• Provided passage:
I am trying to subtract values of different observations of a variable (table), based on their rank variable (rank), which reflects their position within groups of a third variable (color). What I need to do is subtract the values of the first and second ranked table values in each color group. The code I tried deleted all observations from the df. I'm not really sure where to go next, if anyone can help I'd be really grateful.
(d <- head(ggplot2::diamonds))
# A tibble: 6 x 10
carat cut color clarity depth table price x y z
<dbl> <ord> <ord> <ord> <dbl> <dbl> <int> <dbl> <dbl> <dbl>
1 0.23 Ideal E SI2 61.5 55 326 3.95 3.98 2.43
2 0.21 Premium E SI1 59.8 61 326 3.89 3.84 2.31
3 0.23 Good E VS1 56.9 65 327 4.05 4.07 2.31
4 0.290 Premium I VS2 62.4 58 334 4.2 4.23 2.63
5 0.31 Good J SI2 63.3 58 335 4.34 4.35 2.75
6 0.24 Very Good J VVS2 62.8 57 336 3.94 3.96 2.48
##I then create a rank variable to hold the rank position of table in each color:
d <- d %>%
arrange(color, table) %>%
group_by(color) %>%
mutate(rank = rank(order(table, decreasing = TRUE)))
##The code that deletes all observations in the df:
d <- d %>% filter(rank == 1 & rank == 2) %>%
mutate(diff = table - lag(table, order_by = rank))
If you want your filtering to work you need to give it a valid condition. See below:
d <- d %>% filter(rank == 1 | rank == 2) %>%
mutate(diff = table - lag(table, order_by = rank))
No value will have 1 and 2 as rank at the same time so it will filter out everything.
Then in terms of your other code you will need to make a condition that color is only valid when it at least has 2 values associated with that color. Otherwise you will have a problem with some who only have single. You will also have unfortunate overlap so you should always calculate when it should occur.

• Information supplied:
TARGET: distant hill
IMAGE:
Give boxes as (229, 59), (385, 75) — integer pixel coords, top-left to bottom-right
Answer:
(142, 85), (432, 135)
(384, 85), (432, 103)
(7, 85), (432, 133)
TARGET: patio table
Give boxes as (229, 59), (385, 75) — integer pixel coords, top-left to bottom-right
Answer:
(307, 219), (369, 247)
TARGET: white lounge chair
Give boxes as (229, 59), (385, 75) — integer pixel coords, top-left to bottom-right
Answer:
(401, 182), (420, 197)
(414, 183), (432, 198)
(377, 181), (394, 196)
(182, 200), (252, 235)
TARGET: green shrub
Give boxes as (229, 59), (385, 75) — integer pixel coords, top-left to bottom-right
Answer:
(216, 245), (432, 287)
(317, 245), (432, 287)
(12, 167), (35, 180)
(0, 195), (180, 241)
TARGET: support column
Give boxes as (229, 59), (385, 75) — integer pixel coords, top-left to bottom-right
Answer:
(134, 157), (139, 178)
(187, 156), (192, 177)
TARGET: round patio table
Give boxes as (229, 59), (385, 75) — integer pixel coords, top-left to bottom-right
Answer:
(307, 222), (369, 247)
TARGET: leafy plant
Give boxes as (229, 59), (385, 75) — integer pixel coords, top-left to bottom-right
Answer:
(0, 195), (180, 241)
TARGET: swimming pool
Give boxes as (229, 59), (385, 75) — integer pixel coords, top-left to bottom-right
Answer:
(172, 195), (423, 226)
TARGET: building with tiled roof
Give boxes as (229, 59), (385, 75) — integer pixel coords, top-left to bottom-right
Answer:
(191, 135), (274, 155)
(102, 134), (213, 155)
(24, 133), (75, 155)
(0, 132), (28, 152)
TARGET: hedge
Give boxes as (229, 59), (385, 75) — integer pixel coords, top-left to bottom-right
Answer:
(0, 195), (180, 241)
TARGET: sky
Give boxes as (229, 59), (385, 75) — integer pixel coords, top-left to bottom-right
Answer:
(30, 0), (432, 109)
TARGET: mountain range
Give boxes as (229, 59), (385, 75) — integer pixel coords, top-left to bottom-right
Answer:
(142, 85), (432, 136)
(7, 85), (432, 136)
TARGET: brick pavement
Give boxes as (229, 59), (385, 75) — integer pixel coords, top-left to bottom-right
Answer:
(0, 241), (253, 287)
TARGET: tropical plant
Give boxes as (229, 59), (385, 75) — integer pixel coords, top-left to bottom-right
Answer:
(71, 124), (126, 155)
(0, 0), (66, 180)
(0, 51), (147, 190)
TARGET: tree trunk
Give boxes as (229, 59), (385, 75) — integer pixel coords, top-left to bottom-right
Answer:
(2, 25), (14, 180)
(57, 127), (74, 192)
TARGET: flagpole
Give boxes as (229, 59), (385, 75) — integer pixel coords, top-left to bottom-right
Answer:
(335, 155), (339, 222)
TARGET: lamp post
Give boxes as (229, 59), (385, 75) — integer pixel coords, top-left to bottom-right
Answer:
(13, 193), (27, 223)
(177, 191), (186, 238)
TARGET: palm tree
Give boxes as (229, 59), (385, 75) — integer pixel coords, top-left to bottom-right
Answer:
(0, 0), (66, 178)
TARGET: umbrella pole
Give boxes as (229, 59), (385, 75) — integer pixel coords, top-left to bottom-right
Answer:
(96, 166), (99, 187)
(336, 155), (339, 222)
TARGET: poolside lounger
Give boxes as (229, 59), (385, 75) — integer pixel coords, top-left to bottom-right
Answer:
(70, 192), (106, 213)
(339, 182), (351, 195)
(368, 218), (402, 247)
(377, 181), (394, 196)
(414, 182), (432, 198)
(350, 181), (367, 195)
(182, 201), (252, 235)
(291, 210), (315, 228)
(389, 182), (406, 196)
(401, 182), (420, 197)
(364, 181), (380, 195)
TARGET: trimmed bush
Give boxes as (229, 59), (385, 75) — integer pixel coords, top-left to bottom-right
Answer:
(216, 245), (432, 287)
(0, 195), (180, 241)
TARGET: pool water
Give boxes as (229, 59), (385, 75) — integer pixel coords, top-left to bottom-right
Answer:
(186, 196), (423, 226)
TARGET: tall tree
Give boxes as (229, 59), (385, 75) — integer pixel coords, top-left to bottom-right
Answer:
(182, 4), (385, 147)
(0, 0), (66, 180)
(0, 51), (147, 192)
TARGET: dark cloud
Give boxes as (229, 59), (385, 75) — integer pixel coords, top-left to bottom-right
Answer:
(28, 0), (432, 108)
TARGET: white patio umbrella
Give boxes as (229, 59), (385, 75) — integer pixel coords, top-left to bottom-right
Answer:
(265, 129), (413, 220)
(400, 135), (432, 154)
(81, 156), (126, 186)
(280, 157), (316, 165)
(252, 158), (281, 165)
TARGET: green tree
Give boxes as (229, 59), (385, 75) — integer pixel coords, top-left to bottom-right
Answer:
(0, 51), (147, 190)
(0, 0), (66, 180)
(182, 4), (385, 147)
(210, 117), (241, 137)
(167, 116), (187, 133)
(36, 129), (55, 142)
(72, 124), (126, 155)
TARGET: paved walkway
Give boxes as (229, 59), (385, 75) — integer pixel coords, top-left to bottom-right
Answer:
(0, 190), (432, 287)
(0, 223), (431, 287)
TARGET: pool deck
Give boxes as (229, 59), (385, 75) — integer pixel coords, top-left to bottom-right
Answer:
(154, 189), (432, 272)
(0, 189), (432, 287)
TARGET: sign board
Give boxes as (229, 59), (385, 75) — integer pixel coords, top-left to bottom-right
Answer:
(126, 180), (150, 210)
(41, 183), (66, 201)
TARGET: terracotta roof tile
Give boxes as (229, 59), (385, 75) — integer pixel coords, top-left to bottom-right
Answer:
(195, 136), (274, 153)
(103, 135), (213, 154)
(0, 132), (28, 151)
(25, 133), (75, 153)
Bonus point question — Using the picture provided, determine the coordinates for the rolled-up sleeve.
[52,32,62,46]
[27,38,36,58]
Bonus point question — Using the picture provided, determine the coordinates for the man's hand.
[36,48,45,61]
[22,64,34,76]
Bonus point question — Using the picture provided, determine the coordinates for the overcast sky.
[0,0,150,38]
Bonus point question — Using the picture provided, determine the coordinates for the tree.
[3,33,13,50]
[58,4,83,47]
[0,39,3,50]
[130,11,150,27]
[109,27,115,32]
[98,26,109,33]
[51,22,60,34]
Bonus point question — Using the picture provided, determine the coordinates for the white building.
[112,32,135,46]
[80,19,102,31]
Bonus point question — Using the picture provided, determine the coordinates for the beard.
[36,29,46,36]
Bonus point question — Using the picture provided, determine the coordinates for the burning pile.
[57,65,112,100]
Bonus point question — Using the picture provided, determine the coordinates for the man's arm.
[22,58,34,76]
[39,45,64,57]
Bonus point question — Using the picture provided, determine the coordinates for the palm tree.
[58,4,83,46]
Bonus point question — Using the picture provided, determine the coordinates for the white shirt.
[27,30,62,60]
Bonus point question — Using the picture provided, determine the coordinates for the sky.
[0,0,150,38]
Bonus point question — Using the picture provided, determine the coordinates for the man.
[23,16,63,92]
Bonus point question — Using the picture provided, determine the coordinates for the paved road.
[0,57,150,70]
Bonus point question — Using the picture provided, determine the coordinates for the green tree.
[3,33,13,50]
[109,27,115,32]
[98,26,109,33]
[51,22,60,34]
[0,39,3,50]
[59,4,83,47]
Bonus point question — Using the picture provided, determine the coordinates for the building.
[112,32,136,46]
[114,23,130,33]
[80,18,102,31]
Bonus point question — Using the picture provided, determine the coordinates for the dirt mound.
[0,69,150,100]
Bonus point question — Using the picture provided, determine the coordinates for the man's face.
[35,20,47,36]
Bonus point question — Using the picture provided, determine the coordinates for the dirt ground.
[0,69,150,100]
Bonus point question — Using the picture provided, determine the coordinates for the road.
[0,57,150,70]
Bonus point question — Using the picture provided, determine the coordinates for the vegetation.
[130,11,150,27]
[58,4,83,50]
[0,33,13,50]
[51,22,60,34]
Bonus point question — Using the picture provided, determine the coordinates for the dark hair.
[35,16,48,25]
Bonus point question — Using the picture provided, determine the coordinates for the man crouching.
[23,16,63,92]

...

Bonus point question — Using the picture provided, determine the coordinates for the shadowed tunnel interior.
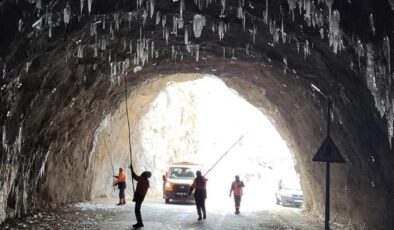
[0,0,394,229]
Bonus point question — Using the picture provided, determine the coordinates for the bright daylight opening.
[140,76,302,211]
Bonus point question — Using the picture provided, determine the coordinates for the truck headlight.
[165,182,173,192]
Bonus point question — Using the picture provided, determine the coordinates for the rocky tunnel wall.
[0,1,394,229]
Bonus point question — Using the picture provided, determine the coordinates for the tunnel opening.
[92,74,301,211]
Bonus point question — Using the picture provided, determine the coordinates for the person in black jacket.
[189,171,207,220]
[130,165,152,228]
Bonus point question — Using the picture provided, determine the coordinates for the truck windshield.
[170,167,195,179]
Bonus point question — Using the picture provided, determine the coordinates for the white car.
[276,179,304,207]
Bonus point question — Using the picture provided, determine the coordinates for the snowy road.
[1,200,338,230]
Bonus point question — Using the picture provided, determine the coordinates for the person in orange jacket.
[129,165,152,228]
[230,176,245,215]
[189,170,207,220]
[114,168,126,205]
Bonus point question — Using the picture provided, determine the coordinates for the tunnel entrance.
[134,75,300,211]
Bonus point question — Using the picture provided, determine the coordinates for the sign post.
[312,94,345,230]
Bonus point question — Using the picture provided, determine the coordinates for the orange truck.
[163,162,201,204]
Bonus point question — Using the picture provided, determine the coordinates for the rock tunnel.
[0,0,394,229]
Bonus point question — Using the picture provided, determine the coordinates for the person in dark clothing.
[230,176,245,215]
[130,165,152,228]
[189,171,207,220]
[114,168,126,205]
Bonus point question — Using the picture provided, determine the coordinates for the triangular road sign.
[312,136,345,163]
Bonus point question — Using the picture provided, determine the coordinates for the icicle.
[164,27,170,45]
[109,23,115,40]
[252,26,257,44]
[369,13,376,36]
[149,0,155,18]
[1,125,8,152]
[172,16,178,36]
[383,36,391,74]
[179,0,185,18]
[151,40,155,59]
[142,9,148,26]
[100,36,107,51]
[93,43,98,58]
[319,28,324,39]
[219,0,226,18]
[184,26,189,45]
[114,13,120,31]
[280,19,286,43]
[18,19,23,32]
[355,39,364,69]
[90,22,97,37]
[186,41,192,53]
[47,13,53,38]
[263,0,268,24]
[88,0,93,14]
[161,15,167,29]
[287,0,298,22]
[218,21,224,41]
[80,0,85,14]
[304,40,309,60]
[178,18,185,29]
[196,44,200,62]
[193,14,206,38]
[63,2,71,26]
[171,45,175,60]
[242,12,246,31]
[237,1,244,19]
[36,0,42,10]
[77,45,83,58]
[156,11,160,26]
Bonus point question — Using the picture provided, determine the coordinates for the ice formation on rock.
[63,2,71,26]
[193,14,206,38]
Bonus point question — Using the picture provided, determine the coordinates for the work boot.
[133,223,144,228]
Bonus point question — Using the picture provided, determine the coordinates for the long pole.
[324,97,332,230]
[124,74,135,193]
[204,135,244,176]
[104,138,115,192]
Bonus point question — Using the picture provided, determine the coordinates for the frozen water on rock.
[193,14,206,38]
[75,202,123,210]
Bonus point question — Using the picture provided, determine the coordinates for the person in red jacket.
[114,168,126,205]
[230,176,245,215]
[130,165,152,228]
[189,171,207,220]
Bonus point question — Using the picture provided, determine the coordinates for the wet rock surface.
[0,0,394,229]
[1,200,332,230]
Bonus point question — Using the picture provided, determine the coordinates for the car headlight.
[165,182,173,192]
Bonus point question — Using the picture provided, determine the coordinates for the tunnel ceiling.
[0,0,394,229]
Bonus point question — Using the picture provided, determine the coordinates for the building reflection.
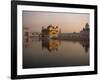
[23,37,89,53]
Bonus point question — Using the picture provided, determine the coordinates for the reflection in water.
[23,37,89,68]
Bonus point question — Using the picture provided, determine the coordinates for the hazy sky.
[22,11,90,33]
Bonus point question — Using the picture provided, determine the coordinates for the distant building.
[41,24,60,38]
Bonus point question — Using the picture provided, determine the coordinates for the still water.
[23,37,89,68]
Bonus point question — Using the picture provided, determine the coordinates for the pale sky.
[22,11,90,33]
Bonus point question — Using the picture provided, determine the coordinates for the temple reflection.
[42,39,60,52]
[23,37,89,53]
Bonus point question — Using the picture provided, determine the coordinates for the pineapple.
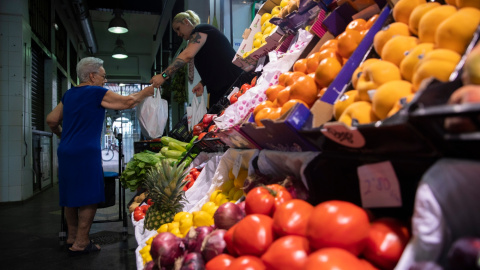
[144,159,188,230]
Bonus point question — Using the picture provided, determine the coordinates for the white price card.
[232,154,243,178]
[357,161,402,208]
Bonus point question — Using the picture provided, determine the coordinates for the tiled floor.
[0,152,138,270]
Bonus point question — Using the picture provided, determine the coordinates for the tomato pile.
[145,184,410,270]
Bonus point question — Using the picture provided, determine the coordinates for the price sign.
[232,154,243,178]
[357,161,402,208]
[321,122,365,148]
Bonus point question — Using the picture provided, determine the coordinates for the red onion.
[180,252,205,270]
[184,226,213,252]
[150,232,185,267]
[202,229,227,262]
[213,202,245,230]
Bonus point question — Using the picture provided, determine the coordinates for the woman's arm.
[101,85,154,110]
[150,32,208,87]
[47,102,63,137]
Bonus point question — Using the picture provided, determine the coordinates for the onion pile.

• Task set:
**a)** Answer these from the thread about subtracting ranked table values in R, one line each:
(i) Which filter condition in the original code removed every observation?
(ii) What operator does the reply use in its corrected filter condition?
(iii) According to the reply, how many values must a color have before the calculation is valid?
**b)** Recast the stretch of rows from the line that contains "TARGET: umbrella pole" through the line that contains "(336, 155), (339, 222)" as a numbered list, leaving out any blank lines.

• Results for the exercise:
**a)**
(i) rank == 1 & rank == 2
(ii) The | operator, as in rank == 1 | rank == 2
(iii) At least 2

**b)**
1. TARGET: umbrella pole
2. Give boxes as (229, 59), (385, 75) — integer pixel coords, top-left to bottom-right
3. Answer:
4. (96, 166), (99, 187)
5. (336, 155), (339, 222)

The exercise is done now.